WHAT THIS TASK INVOLVES
Give only the number of lines in the items below that contain the string "brown".

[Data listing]
+---+

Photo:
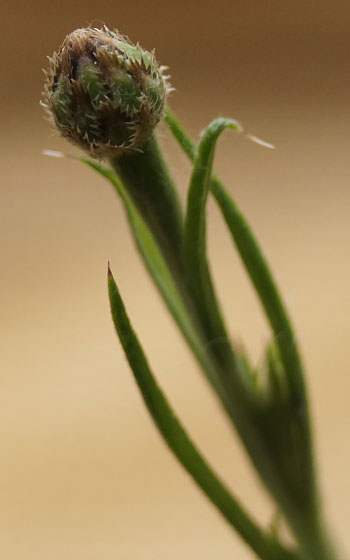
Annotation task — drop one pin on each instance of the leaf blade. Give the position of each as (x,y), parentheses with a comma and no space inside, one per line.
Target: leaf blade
(179,442)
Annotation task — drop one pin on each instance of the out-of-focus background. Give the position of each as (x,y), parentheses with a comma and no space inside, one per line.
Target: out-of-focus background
(83,472)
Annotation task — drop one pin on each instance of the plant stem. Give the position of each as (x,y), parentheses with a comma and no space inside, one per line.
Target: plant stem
(147,180)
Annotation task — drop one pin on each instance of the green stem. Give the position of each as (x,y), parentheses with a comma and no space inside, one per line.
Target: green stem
(308,527)
(147,180)
(263,544)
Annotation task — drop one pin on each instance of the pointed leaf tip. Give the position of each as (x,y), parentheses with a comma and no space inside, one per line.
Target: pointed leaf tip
(109,272)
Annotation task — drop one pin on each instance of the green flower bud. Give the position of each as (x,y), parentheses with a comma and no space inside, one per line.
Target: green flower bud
(103,93)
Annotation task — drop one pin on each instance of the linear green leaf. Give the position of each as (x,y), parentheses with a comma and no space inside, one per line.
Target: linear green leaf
(160,273)
(197,269)
(271,301)
(179,442)
(257,269)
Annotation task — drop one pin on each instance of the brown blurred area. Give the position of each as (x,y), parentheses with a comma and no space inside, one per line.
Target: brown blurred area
(83,472)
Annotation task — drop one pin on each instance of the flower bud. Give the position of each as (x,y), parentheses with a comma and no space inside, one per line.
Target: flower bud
(103,93)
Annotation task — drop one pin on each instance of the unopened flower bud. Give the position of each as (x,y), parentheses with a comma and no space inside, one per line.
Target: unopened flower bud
(103,93)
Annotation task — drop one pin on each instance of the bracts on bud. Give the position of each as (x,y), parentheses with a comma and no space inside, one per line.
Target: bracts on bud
(107,95)
(103,93)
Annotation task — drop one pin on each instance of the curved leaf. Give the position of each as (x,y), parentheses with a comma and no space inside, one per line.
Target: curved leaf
(179,442)
(196,265)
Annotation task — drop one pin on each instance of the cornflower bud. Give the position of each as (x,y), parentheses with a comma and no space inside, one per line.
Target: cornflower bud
(103,93)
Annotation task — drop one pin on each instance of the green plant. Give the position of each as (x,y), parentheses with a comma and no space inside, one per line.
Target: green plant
(107,96)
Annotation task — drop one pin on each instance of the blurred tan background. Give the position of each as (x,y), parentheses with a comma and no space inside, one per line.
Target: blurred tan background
(83,473)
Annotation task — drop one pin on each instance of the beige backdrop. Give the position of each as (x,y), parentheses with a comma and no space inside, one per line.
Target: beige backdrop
(83,472)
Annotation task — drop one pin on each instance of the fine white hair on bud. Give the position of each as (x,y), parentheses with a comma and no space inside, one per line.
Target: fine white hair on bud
(103,93)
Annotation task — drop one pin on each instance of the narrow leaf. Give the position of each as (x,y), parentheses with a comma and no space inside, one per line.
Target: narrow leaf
(257,269)
(158,270)
(179,442)
(197,270)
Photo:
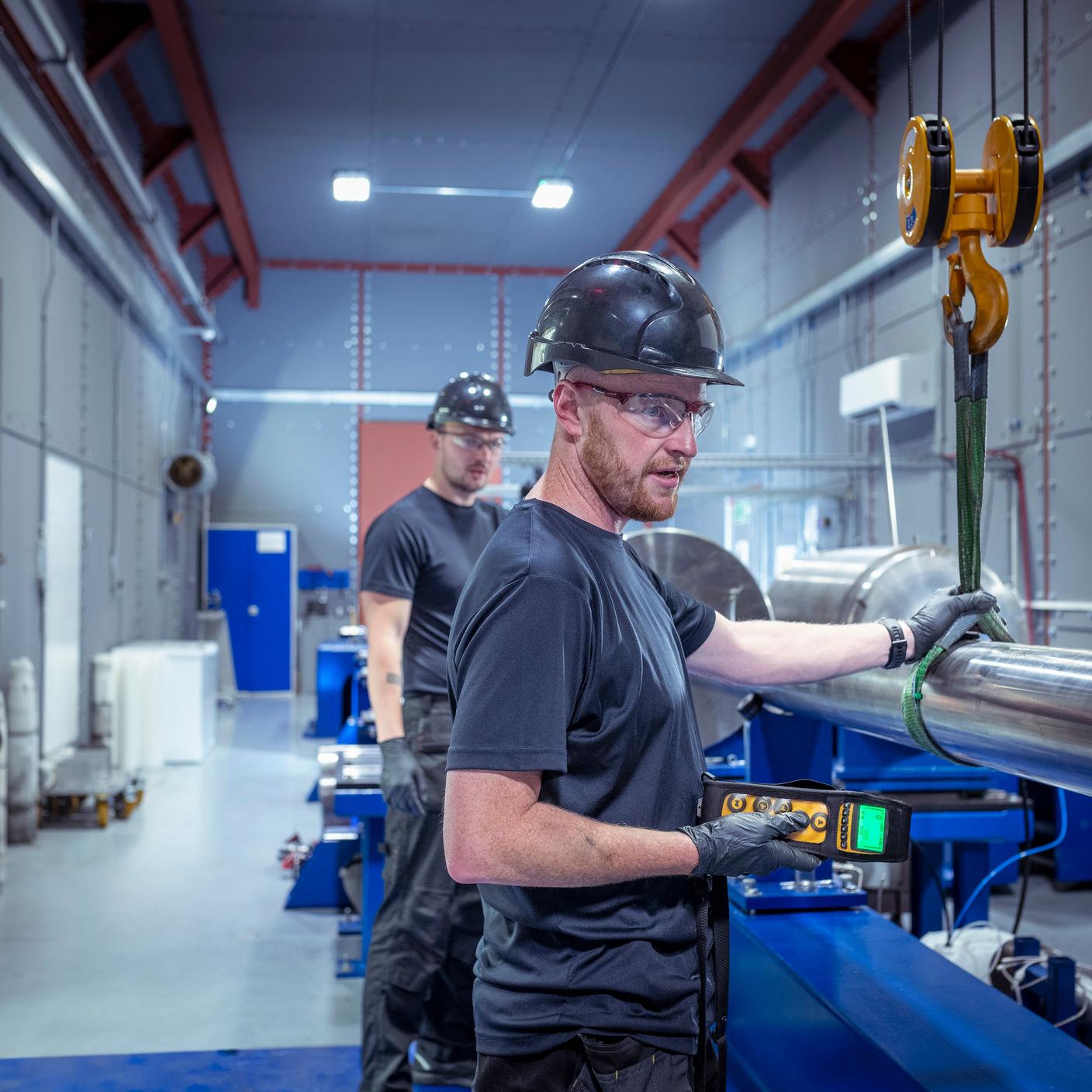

+---+

CORRECT RESULT
2